Россию готовят к войне

Житель Севастополя выглядывает из окна, в стена его дома украшена политическим настенным рисунком. Май 2014 года

Историк Юрий Фельштинский – о том, как события на Украине изменили суть режима Владимира Путина

Репутацию жесткого критика созданной Владимиром Путиным в России политической системы живущий в США историк Юрий Фельштинский приобрел после выхода в свет книги "ФСБ взрывает Россию", написанной им в соавторстве с Александром Литвиненко. Открытую расследованием причин взрывов жилых домов в 1999 году тему Фельштинский развил в следующей работе – написанной в соавторстве с политологом Владимиром Прибыловским книге "Корпорация: Россия и КГБ во времена президента Путина".
________
Задание A – Переведите на английский язык следующее предложение из статьи об историке Юрии Фельштинском: «Репутацию жесткого критика созданной Владимиром Путиным в России политической системы живущий в США историк Юрий Фельштинский приобрел после выхода в свет книги "ФСБ взрывает Россию", написанной им в соавторстве с Александром Литвиненко».
Задание B – Продолжите статью об историке Юрии Фельштинском, начав сразу после ее последнего предложения.

Исходные данные –
________
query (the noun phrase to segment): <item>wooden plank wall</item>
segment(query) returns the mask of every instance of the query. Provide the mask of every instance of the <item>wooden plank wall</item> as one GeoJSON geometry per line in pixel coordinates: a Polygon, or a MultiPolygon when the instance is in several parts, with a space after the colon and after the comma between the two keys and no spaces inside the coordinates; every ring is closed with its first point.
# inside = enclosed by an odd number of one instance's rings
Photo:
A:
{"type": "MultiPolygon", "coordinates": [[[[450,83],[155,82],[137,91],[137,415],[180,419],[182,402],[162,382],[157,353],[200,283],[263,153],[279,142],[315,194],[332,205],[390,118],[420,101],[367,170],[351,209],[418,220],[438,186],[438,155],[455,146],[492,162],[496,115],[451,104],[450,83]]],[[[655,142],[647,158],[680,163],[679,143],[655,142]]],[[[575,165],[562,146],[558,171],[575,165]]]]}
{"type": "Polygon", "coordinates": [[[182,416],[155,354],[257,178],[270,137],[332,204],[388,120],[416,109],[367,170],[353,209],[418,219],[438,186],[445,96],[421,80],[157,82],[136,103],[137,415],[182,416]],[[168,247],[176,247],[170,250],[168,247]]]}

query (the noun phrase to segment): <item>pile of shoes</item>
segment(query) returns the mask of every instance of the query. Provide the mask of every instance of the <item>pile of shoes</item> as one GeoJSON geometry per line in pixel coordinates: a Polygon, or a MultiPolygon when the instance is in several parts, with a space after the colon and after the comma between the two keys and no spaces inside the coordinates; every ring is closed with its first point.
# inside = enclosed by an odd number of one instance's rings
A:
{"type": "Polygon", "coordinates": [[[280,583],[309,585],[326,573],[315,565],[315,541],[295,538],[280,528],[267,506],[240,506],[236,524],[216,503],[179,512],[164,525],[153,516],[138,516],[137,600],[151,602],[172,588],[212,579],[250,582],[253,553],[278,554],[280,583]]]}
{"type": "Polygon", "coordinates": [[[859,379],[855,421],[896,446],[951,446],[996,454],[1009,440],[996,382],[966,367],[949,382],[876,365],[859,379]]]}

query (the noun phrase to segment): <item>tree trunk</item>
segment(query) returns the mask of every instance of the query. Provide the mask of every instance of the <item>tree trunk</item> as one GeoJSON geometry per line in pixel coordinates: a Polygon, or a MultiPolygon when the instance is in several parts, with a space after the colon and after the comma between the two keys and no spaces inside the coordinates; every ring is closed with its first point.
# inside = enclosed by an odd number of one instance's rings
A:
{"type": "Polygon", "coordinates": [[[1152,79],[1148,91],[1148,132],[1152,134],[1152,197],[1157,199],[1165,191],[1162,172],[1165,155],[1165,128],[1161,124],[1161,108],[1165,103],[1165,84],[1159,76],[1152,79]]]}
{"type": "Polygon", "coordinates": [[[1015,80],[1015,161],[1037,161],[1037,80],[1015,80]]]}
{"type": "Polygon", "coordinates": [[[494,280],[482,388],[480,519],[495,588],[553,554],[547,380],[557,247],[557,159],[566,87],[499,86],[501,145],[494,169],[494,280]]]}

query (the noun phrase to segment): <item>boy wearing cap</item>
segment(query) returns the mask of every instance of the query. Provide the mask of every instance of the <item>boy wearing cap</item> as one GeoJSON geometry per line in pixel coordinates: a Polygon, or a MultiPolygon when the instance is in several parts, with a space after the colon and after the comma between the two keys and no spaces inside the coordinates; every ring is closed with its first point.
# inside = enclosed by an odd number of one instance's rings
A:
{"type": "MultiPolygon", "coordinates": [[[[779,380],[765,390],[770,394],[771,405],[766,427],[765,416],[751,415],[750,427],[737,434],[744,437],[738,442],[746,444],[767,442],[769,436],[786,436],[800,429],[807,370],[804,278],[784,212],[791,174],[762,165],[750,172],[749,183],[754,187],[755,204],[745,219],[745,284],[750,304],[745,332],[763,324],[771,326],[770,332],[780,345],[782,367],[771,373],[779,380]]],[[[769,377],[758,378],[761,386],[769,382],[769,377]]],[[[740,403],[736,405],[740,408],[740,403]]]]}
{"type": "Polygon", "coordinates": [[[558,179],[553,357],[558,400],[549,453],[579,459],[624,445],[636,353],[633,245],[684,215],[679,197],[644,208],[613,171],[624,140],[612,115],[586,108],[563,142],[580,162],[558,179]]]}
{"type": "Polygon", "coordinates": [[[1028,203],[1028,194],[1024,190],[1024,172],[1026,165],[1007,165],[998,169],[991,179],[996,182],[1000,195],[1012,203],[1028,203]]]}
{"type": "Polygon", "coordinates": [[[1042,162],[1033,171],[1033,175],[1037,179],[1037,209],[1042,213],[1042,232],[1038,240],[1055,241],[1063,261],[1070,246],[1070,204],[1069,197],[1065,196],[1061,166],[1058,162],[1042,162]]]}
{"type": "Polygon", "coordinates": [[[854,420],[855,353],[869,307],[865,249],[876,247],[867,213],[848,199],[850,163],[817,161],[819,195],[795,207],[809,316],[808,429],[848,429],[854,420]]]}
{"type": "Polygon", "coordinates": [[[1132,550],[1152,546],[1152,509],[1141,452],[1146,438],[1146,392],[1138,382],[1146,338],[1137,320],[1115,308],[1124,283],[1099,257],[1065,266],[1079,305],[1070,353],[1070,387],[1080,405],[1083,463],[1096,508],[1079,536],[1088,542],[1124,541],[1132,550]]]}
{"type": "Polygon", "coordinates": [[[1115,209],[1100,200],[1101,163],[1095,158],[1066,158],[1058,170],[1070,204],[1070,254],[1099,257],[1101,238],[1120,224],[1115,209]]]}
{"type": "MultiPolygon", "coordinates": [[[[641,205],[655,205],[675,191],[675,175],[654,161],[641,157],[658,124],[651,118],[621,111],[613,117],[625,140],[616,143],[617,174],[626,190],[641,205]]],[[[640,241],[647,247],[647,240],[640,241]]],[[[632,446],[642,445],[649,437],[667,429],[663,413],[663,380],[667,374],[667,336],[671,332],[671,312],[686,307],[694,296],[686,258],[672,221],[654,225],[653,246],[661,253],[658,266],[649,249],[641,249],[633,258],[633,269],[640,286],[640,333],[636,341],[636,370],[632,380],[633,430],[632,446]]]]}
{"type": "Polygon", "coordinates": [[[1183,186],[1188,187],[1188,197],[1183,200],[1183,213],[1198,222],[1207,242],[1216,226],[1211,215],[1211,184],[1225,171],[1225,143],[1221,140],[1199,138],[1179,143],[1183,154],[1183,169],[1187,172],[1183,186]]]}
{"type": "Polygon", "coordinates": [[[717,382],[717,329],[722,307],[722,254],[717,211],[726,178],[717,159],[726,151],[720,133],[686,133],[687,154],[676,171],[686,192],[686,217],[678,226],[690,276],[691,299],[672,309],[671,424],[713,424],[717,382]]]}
________
Ответ A – The US-based historian Yuri Felshtinsky gained his reputation as a harsh critic of the political system created in Russia by Vladimir Putin after the publication of the book "The FSB Blows Up Russia," which he co-authored with Alexander Litvinenko.

Ответ B –
В интервью Радио Свобода Юрий Фельштинский отвечает на вопросы о том, как развитие событий на Украине в последние полгода повлияло на характер путинского режима:

– По крайней мере с марта инициатива в политических действиях, которые мы наблюдаем, принадлежит российской стороне, как бы эти действия ни называть – агрессией или освободительной миссией. А весь остальной мир судорожно пытается понять, как реагировать на эти действия Москвы. Того, с чем мы сейчас столкнулись, Европа не видела с 1945 года; о ситуации, когда одно европейское государство отхватывает у соседа часть территории, Европа уже давным-давно забыла. Как все эти события влияют на сам режим Путина? В первую очередь – очень сильно сдвинулась планка допустимых действий. Мы теперь смотрим на российские проблемы, которые раньше нам казались глобальными, как на некие мелочи, сопровождающие серьезные изменения российской политики в отношении всего мира.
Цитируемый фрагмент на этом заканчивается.